Point localization data:
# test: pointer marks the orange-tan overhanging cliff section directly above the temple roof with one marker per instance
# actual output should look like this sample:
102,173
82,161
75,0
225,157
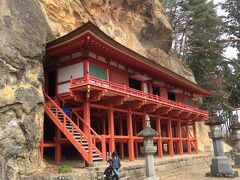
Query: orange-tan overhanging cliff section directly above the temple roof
139,25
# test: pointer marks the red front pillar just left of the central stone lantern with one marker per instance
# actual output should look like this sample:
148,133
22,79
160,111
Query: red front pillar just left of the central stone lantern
130,136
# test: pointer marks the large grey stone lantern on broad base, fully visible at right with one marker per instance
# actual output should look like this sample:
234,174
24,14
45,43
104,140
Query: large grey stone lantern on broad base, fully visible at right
220,166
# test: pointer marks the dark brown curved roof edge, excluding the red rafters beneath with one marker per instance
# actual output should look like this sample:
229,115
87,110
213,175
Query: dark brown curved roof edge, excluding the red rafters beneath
92,30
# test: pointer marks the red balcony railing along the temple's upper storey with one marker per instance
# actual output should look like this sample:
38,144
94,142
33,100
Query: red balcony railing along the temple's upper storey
130,91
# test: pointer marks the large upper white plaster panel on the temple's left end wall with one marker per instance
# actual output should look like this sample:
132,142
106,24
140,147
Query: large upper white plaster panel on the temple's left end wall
75,70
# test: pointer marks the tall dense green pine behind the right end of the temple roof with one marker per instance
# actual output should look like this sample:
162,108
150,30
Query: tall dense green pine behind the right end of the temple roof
205,28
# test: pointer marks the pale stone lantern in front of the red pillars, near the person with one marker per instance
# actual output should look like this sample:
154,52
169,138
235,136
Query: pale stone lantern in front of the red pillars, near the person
148,148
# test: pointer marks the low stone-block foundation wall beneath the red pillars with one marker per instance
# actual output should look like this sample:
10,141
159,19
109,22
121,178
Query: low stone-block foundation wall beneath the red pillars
136,171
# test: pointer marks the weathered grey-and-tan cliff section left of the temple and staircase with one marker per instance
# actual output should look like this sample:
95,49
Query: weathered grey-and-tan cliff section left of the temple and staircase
23,32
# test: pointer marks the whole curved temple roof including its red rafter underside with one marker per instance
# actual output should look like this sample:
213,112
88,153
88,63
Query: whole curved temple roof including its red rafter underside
90,36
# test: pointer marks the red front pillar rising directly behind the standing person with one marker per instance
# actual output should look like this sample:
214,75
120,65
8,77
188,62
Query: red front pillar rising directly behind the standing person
111,129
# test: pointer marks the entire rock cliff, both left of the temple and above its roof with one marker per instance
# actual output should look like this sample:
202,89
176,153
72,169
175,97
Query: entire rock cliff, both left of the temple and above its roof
25,26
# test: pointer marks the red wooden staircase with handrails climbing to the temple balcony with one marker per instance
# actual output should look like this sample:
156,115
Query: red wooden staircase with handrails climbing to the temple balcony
86,145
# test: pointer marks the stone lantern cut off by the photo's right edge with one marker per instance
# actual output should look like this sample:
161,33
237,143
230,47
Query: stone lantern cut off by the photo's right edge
235,137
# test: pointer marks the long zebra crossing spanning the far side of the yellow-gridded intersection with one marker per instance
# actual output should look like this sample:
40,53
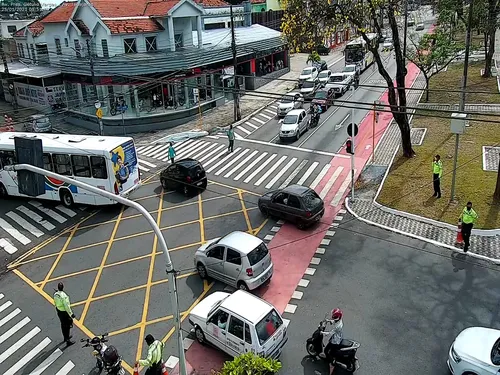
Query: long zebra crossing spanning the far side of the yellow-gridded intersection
256,169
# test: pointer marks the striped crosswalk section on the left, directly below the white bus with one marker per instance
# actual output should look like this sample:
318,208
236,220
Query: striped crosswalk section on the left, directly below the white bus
30,221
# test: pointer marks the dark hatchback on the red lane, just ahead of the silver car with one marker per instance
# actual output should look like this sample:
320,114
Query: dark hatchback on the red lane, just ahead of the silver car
295,203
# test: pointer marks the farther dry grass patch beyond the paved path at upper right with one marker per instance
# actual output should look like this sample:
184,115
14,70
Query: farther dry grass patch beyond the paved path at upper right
451,80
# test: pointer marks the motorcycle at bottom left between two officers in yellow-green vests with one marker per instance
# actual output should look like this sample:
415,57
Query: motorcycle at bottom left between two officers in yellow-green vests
107,357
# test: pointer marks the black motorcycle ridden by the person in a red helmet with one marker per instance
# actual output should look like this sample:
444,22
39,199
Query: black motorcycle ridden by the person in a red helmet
344,357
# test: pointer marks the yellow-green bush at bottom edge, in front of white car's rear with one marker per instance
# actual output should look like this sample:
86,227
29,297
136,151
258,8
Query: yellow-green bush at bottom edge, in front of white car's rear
250,364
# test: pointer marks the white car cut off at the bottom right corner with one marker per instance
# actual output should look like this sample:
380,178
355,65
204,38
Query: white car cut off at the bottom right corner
475,351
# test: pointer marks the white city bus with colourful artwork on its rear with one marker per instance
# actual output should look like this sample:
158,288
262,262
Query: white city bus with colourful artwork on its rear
108,163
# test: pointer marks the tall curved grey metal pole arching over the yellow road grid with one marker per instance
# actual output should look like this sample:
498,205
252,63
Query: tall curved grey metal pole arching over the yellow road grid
127,202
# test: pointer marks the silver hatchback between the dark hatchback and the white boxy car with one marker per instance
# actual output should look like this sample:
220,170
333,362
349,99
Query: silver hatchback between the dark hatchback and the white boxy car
237,259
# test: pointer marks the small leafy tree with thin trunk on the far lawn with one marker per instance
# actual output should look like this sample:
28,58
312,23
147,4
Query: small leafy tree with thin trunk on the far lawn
433,53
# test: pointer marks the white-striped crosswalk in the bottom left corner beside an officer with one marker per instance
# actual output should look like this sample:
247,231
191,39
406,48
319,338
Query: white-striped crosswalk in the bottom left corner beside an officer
23,350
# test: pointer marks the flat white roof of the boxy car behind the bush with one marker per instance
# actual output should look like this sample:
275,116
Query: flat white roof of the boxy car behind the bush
248,306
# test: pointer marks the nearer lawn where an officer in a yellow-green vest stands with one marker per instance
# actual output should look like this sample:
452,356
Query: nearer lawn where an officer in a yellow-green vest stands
408,186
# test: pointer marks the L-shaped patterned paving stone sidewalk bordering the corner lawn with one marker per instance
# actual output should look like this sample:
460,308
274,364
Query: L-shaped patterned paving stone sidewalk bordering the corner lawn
369,183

▶ Task item:
Where an entry contains an image, skip the image and write out the rest exactly.

▶ Output:
# test: pointer marks the orange-tan overhanging cliff section directly above the temple roof with one marker per instance
# actual output should look like this sample:
102,173
82,161
75,0
225,157
Query: orange-tan overhanging cliff section directly above the temple roof
139,25
# test: pointer marks the red front pillar just left of the central stone lantern with one marker per instance
# actual output should look like this sample:
148,133
22,79
160,111
Query: red front pillar just left of the central stone lantern
130,136
# test: pointer marks the large grey stone lantern on broad base, fully visible at right with one marker per instance
# actual output should look like this sample:
234,174
24,14
45,43
104,140
Query: large grey stone lantern on broad base, fully visible at right
220,166
# test: pointer marks the dark brown curved roof edge, excluding the red rafters beneath with one marker per instance
# actual output should look like this sample:
229,115
87,110
213,175
Query: dark brown curved roof edge, excluding the red rafters beneath
92,30
# test: pointer marks the red balcony railing along the temple's upper storey with one marker per instance
# actual output should look like this sample:
38,144
94,142
33,100
Query: red balcony railing along the temple's upper storey
130,91
# test: pointer marks the large upper white plaster panel on the temple's left end wall with one marker per instance
# actual output should look like this sample:
132,142
106,24
140,147
Query: large upper white plaster panel on the temple's left end wall
75,70
# test: pointer marks the tall dense green pine behind the right end of the temple roof with one marker per instance
# actual output should look like this sample:
162,108
150,30
Query: tall dense green pine behind the right end of the temple roof
205,28
# test: pointer marks the pale stone lantern in front of the red pillars, near the person with one marker per instance
# actual output should look like this sample:
154,52
169,138
235,136
Query: pale stone lantern in front of the red pillars, near the person
148,148
# test: pointer marks the low stone-block foundation wall beneath the red pillars with one marker per instance
# actual output should look like this sample:
10,141
159,19
109,22
121,178
Query: low stone-block foundation wall beneath the red pillars
136,171
# test: pointer marks the weathered grey-and-tan cliff section left of the temple and staircase with one marker per instance
# actual output should look like this sample:
95,49
Query: weathered grey-and-tan cliff section left of the temple and staircase
23,32
# test: pointer marks the whole curved temple roof including its red rafter underside with one marker per instance
# actual output should look like this sample:
213,112
88,153
88,63
Query: whole curved temple roof including its red rafter underside
90,36
# test: pointer marks the red front pillar rising directly behind the standing person with one marker per instance
# actual output should look like this sample:
214,75
120,65
8,77
188,62
Query: red front pillar rising directly behind the standing person
111,129
# test: pointer marks the entire rock cliff, both left of the temple and above its roof with one marker per instance
# actual output should look like this sample:
202,89
176,153
72,169
175,97
Query: entire rock cliff, both left of the temple and above its roof
25,26
# test: pointer marks the red wooden staircase with handrails climbing to the temple balcony with one marker per instance
# actual output should look like this sample:
156,115
Query: red wooden staircase with handrails climbing to the temple balcony
86,145
# test: pointer marks the stone lantern cut off by the photo's right edge with one marker per instance
# actual output should look like this sample:
161,33
237,143
230,47
Query: stone lantern cut off by the photo's right edge
235,137
# test: pointer marks the long zebra crossing spanning the far side of the yellow-gridded intersection with one marker per instance
# actual output should look like this sample:
40,53
Query: long zebra crossing spanning the far side of the yellow-gridded intersection
256,169
# test: pointer marks the striped crosswalk section on the left, directly below the white bus with one marker per instance
# actual output should look like this sample:
318,208
236,220
Query: striped crosswalk section on the left, directly below the white bus
30,221
# test: pointer marks the dark hatchback on the red lane, just ahead of the silver car with one marker per instance
# actual output should look like this sample:
320,114
Query: dark hatchback on the red lane, just ahead of the silver car
295,203
# test: pointer marks the farther dry grass patch beyond the paved path at upper right with one marker per instance
# actual output should look like this sample:
184,115
14,70
Query: farther dry grass patch beyond the paved path at upper right
451,80
# test: pointer marks the motorcycle at bottom left between two officers in yellow-green vests with one marker per instance
# actual output should look like this sample:
415,57
Query: motorcycle at bottom left between two officers in yellow-green vests
107,357
# test: pointer marks the black motorcycle ridden by the person in a red helmet with one marker per instance
# actual output should look like this sample:
444,22
39,199
Query: black motorcycle ridden by the person in a red helmet
344,357
# test: pointer marks the yellow-green bush at bottom edge, in front of white car's rear with one marker per instance
# actual output should look like this sample:
86,227
29,297
136,151
258,8
Query: yellow-green bush at bottom edge, in front of white car's rear
250,364
# test: pointer marks the white car cut off at the bottom right corner with one marker per instance
# actual output should look like this sample:
380,178
355,65
204,38
Query: white car cut off at the bottom right corner
475,351
# test: pointer marks the white city bus with colourful artwork on its rear with one marker per instance
# actual output should look like this sample:
158,288
262,262
Query: white city bus with colourful artwork on its rear
108,163
# test: pointer marks the tall curved grey metal pole arching over the yellow road grid with one marker per instance
# actual output should look like this sample:
498,205
252,63
Query: tall curved grey metal pole arching over the yellow road grid
127,202
# test: pointer marks the silver hatchback between the dark hatchback and the white boxy car with one marker per instance
# actual output should look like this sample:
220,170
333,362
349,99
Query: silver hatchback between the dark hatchback and the white boxy car
237,259
# test: pointer marks the small leafy tree with thin trunk on the far lawn with one marker per instance
# actual output should look like this sample:
28,58
312,23
147,4
Query: small leafy tree with thin trunk on the far lawn
433,53
# test: pointer marks the white-striped crosswalk in the bottom left corner beside an officer with one marker per instance
# actual output should look like this sample:
247,231
191,39
406,48
319,338
Query: white-striped crosswalk in the bottom left corner beside an officer
23,350
# test: pointer marks the flat white roof of the boxy car behind the bush with one marker per instance
# actual output should look like this sample:
275,116
Query: flat white roof of the boxy car behind the bush
248,306
# test: pointer marks the nearer lawn where an officer in a yellow-green vest stands with one marker per instance
# actual output should look like this sample:
452,356
Query: nearer lawn where an officer in a yellow-green vest stands
408,186
# test: pointer marks the L-shaped patterned paving stone sidewalk bordering the corner lawn with one marker per instance
# actual output should look like this sample:
460,308
274,364
Query: L-shaped patterned paving stone sidewalk bordering the corner lawn
369,183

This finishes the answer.